GCC Rust Monthly Report #15 March 2022

Thanks again to Open Source Security, inc and Embecosm for their ongoing support for this project.

Milestone Progress

March was a big month for the project; with Arthur joining Embecosm, we have been able to split up milestone work together. With his expertise, he was able to take over the development of macros and allow Philbert to concentrate on working on the type-system. As a result, we have closed out the macros milestone, the remaining work here is completing built-in macros, but we see this as part of our ongoing builtin’s/intrinsics milestone, which is ongoing anyway. Many of these builtins are pretty simple and are gateways for new developers to join the project as they see fit.

Note that there is a drop in the passing tests for our test suite. We have not removed any tests, but in dejagnu, we had many bad/duplicate unused code warnings; these are now fixed by reusing GCC infrastructure for unused variable detection code. It also removed our old AST unused code scan and improved our existing dead-code scan pass.

We have added a new pass on the automation front to check that our front-end continues to compile with the minimum GCC version so that we don’t break the bootstrap chain as we are using C++11. Thanks to the community and Thomas Schwinge for his work here.

Moving onto our next milestone of imports and visibility, we see this as breaking down into two streams of work:

  • Metadata exports and use statements
  • privacy checks like rustc_privacy

We are still working through how we will perform metadata exports and have been investigating:

  • CPP modules
  • LTO streaming
  • rolling our own

This will be a great opportunity to clean up and refactor how we perform name resolution to incorporate use statements.

Monthly Community Call

We had our regular community call on 1st April 2022, please find our meeting notes over on: https://github.com/Rust-GCC/Reporting/blob/main/2022-04-01-community-call.md

Testing Project

Recently we have created a new project under the Rust-GCC organisation for automated testing of gccrs in the wild. https://github.com/Rust-GCC/testing. The goal here is to allow for automated testing for more complex test-cases that don’t have to be part of the automated dejagnu compiler testsuite.

» Given records

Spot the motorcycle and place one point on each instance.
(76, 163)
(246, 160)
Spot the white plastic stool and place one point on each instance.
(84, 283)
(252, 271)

» What to do
A - List every person the GCC Rust monthly report mentions by name.
B - Rewrite all the lines of the records with "Spot" replaced by "Find", keeping everything else the same.
The GCC Rust monthly report and the records have no connection to each other.

» Solution set
A - Arthur, Philbert, Thomas Schwinge

B -
Find the motorcycle and place one point on each instance.
(76, 163)
(246, 160)
Find the white plastic stool and place one point on each instance.
(84, 283)
(252, 271)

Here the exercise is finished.